Pointing records
'''

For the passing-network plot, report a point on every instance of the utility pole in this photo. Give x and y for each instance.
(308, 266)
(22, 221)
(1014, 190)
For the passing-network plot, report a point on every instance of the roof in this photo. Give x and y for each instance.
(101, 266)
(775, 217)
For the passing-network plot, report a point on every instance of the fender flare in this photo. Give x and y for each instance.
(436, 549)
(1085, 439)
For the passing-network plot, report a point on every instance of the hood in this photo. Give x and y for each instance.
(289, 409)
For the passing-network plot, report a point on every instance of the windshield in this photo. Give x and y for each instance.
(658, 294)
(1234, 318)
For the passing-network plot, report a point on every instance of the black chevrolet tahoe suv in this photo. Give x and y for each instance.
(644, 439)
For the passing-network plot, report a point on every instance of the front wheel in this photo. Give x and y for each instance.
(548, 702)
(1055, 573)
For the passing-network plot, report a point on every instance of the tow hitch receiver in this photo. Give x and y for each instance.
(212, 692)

'''

» **Objective**:
Turn the items above into a JSON list of strings, with one string for each line and no blank lines.

» **Solved problem**:
[
  "For the passing-network plot, report a point on every instance of the utility pole in this photo. Give x and y for each instance.",
  "(308, 266)",
  "(22, 221)",
  "(1014, 190)",
  "For the passing-network plot, report a point on every instance of the roof in this photo. Give x and y for each instance.",
  "(101, 266)",
  "(775, 217)",
  "For the passing-network plot, report a point on every instance of the fender flare in this photo. Give x and y for each instance.",
  "(436, 549)",
  "(1085, 439)",
  "For the passing-network plot, report a point on every instance of the hood in this photo. Give x and y for each instance.",
  "(289, 409)",
  "For the passing-network plot, report a point on every instance of the windshield in this photo. Give x and y for each instance.",
  "(658, 294)",
  "(1234, 318)",
  "For the passing-network plot, report a point on every instance of the black chevrolet tahoe suv in this photo. Give x and y for each instance.",
  "(644, 439)",
  "For the passing-network plot, report a point on every instance of the front wheel in this photo. Give x and y for each instance.",
  "(548, 702)",
  "(1055, 573)",
  "For the passing-network plot, report a point on every instance of the tow hitch receiver in this photo. Give x and y for each instance.",
  "(212, 692)"
]